» WRITTEN TASKS:
1. Answer these questions using the text on Earth Week activities:
(a) How many discarded water bottles went into each of the two displays?
(b) What did the posters hung above the school water fountains say?
(c) Which ABC News segment was shown to the entire school?
2. Extend the text on the Earth Week bottled-water activities by continuing it from the point where it stops.

» PAGE:
□ □ □ □ □ □ □

Here are just a few of their Earth Week activities:
  • Completed bulletin board depicting “5 Reasons Not to Drink Bottled Water”
  • Explained project and its purpose during morning announcements
  • Completed display board for use in cafeteria that showed the impact just one student can have by bringing a reusable bottle from home
  • Built two displays out of 112 discarded water bottles each from the cafeteria to help students visualize the number of bottles per day consumed in their school lunch room
  • Hung “Ban the bottle, Try the tap!” posters above school water fountains
  • Showed ABC News segment, “Great Pacific Garbage Patch,” to entire school
  • Provided the same information to the parents through the Friday Flyers

Did you know?

□ □ □ □ □ □ □

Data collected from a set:
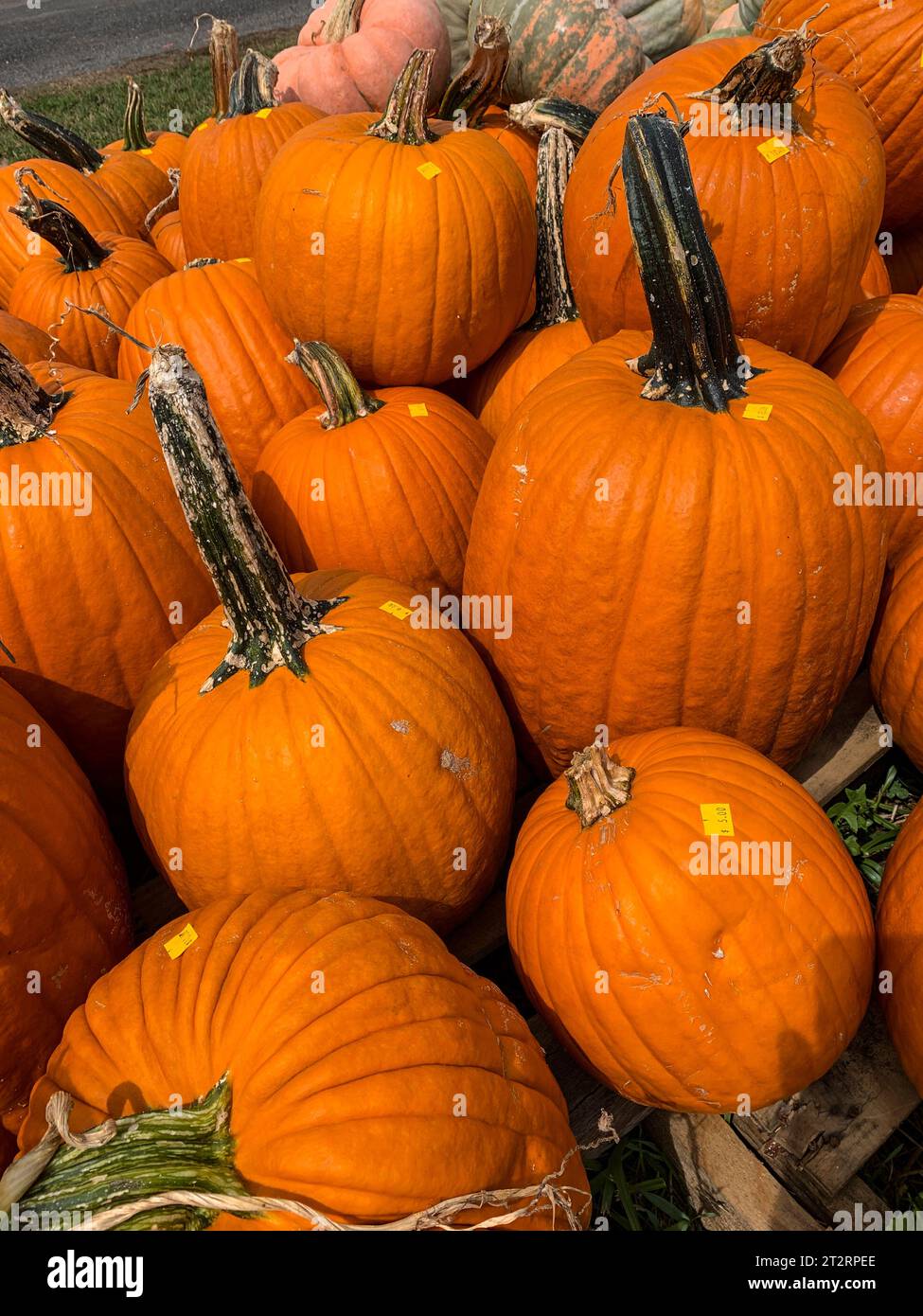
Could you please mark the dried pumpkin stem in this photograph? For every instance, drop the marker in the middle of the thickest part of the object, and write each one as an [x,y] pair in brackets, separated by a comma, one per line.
[694,360]
[270,621]
[343,395]
[555,296]
[404,117]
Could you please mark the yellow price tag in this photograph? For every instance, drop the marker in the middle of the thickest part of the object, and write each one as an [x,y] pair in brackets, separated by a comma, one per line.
[717,819]
[182,941]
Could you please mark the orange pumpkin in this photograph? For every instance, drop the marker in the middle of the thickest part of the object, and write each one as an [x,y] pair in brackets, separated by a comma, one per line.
[226,161]
[62,890]
[899,924]
[876,362]
[403,243]
[354,711]
[689,962]
[346,1032]
[381,482]
[672,547]
[791,235]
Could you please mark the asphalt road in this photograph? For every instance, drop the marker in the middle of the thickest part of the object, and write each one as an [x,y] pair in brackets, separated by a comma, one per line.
[47,40]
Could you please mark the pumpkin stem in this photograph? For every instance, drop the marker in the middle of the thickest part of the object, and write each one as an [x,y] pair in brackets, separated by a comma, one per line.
[694,358]
[479,83]
[47,137]
[80,249]
[343,395]
[596,785]
[555,296]
[270,621]
[404,117]
[27,411]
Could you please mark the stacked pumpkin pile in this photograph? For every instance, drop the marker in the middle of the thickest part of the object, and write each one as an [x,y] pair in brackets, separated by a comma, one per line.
[529,343]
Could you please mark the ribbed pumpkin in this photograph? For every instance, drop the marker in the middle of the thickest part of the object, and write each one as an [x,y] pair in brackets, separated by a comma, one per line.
[350,51]
[878,47]
[899,924]
[62,893]
[673,547]
[555,333]
[225,162]
[878,362]
[582,51]
[403,243]
[791,236]
[91,594]
[382,483]
[690,966]
[107,272]
[364,750]
[218,313]
[347,1033]
[896,657]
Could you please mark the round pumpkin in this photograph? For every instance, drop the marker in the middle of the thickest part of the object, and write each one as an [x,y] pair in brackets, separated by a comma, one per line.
[99,571]
[347,1035]
[382,483]
[218,313]
[899,925]
[878,362]
[673,549]
[404,245]
[878,49]
[690,960]
[62,890]
[819,203]
[226,161]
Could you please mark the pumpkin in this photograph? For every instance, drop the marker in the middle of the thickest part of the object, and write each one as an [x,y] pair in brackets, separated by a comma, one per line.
[164,149]
[64,907]
[383,482]
[340,1033]
[428,240]
[878,49]
[581,51]
[218,313]
[225,162]
[876,362]
[262,782]
[672,546]
[819,205]
[899,925]
[555,333]
[771,975]
[350,53]
[99,574]
[896,655]
[107,272]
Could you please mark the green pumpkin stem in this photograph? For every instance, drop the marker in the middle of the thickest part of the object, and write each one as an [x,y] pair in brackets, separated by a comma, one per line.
[479,83]
[404,118]
[555,296]
[340,390]
[270,621]
[694,360]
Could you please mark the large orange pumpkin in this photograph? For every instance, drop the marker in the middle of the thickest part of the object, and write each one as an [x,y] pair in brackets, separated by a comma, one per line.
[370,1074]
[689,923]
[878,361]
[673,549]
[99,571]
[406,245]
[62,894]
[878,47]
[383,482]
[791,233]
[366,749]
[899,924]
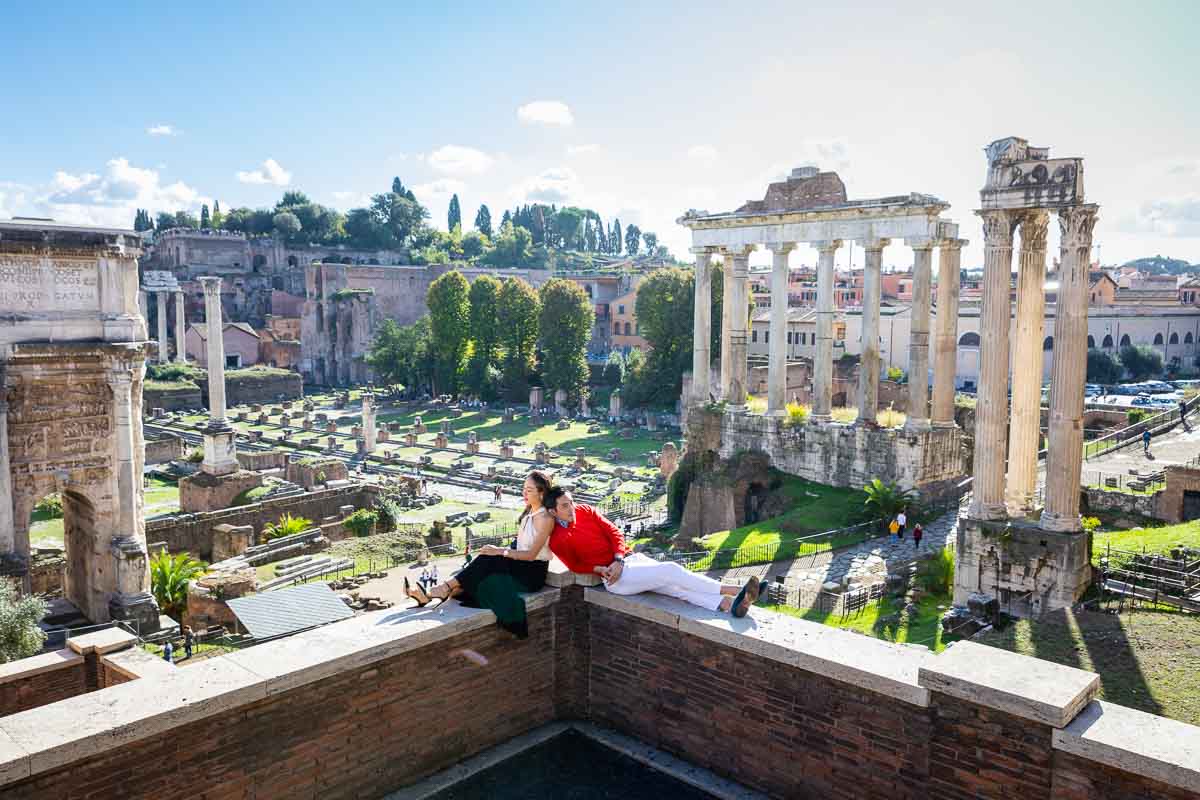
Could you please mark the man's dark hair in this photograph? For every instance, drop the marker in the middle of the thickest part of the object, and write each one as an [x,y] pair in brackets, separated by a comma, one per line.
[551,498]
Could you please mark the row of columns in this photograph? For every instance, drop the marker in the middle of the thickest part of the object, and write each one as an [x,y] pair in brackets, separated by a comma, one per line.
[180,325]
[735,324]
[1000,492]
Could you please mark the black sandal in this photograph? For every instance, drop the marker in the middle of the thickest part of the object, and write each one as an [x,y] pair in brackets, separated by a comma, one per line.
[408,590]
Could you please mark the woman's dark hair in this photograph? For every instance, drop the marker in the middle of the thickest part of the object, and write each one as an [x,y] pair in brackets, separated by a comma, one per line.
[543,482]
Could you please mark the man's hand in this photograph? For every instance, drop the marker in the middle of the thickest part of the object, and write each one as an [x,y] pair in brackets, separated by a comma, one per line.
[611,573]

□ □ □ □ □ □ □

» RESPONSES TO THE EXERCISE:
1.
(a) 112
(b) "Ban the bottle, Try the tap!"
(c) "Great Pacific Garbage Patch"

2.
  • Bottled water costs about 500-5,000 times more than tap water
  • 40% of bottled water is tap water
  • Bottled water is not cleaner or healthier than tap water, and its quality is regulated less
  • 86% of plastic water bottles used in the U.S. are not recycled and end up in landfills
  • The total estimated energy needed to make, transport, and dispose of one bottle of water is equivalent to filling the same bottle one-quarter full of oil

Do the Math: In 2006, Americans consumed 31 billion liters of bottled water, or 62 billion half-liter bottles.  Assuming each bottle is about 20 cm high,  five water bottles would measure a meter, and 62 billion bottles make 12.4 billion meters or 12.4 million km.  The moon is about 384,399 km away from Earth on average.  Therefore, stacked end-to-end, the water bottles used by Americans in 2006 would stretch to the moon and back over 16 times.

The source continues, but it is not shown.